Page excerpt ▸

———

In this paper, we describe simple substitutional methods, i.e., the coordinate-search and Nelder-Mead methods, for hyperparameter optimization in deep learning. To the best of our knowledge, no report has examined the application of these methods to hyperparameter optimization.

Our numerical results indicate that these methods are more efficient than other well-known methods. In particular, the Nelder-Mead method is the most effective for deep learning.

2 Related work

2.1 Random search

Random search is one of the simplest ways to optimize DNN hyperparameters. This method iteratively generates hyperparameter settings and evaluates the objective function. Random search has excellent parallelization and can handle integer and categorical hyperparameters naturally. Bergstra and Bengio demonstrated that random search outperforms a manual search by a human expert and grid search [4].

2.2 Bayesian optimization

Bayesian optimization is one of the most remarkable hyperparameter optimization methods in recent years. Its base concept was proposed in the 1970s; however, it has been significantly improved since then due to the attention paid to DNN hyperparameter optimization.

There are several variations of Bayesian optimization, e.g., Gaussian process (GP)-based variation [11], Tree-structured Parzen Estimator (TPE) [7], and Deep Networks for Global Optimization (DNGO) [12]. The most standard one is the GP-based variation.

GP-based Bayesian optimization is shown in Algorithm 1.

———

Written task 1 ▸
Copy out the lines of the listing below, from the line containing "like [[732, 129]]." through the line containing "[[78, 307], [1025, 254], [411, 191], [736, 74]]", including both of those lines.
Written task 2 ▸
Extend the excerpt on hyperparameter optimization methods, picking up after its final sentence.

Stored records ▸
———

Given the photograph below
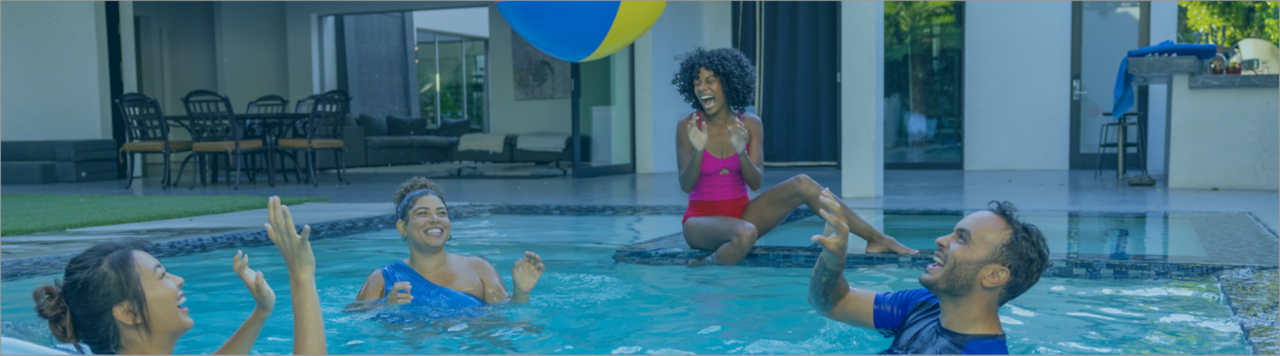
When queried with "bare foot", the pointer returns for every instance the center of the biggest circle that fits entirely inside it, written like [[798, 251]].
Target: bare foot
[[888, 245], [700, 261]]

———

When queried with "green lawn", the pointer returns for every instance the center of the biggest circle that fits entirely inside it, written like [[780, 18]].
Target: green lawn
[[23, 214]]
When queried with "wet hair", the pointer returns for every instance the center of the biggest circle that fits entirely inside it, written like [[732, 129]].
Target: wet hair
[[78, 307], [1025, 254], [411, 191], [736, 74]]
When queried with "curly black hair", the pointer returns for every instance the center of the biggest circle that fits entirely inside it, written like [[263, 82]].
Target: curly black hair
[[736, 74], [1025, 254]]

———

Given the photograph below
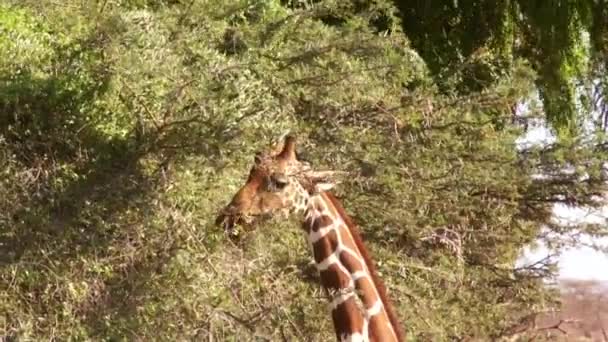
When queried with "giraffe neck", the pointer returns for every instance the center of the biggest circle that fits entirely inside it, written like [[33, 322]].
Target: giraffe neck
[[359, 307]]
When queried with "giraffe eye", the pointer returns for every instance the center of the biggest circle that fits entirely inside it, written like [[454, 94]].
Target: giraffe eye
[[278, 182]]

———

Reply 1 ▸
When queried with "wet hair", the pointer returns for every instance the center of the biggest circle that fits entirely inside it, written like [[732, 129]].
Target: wet hair
[[78, 307], [1025, 254], [411, 191], [736, 74]]

Reply 2 ▸
In this method, we assume that an objective function follows the GP specified by its mean function m and kernel k:

$$ f(\mathbf{x}) \sim \mathcal{GP}(m(\mathbf{x}), k(\mathbf{x}, \mathbf{x}')). $$

For simplicity, we assume m(x)=0. Then, we must consider the kernel k(x , x ). For the kernel, an automatic relevance determination (ARD) squared exponential (SE) kernel

$$ \begin{aligned} &K_{\text{SE}}(\mathbf{x}, \mathbf{x}') = \theta_{0} \exp \left(-\frac{1}{2}r^{2}(\mathbf{x}, \mathbf{x}') \right),\\ &\text{where}\ r^{2}(\mathbf{x}, \mathbf{x}') = \sum_{d = 1}^{D}\left(x_{d} - x_{d}'\right)^{2} / \theta_{d}^{2}, \end{aligned} $$

or ARD Matérn 5/2 kernel

$$ \begin{aligned} &K_{\text{M52}}(\mathbf{x}, \mathbf{x}')\\ &=\! \theta_{0} \!\! \left(\!\!1 \,+\, \sqrt{5r^{2}(\mathbf{x}, \mathbf{x}') \,+\, \frac{5}{3}r^{2}(\mathbf{x}, \mathbf{x}')}\right)\! \exp \! \left(\!\!-\sqrt{5r^{2}(\mathbf{x}, \mathbf{x}')}\right), \end{aligned} $$

is commonly used in Bayesian optimization [8]. Here, θ 0, θ 1, …, and θ D are the kernel’s hyperparameters.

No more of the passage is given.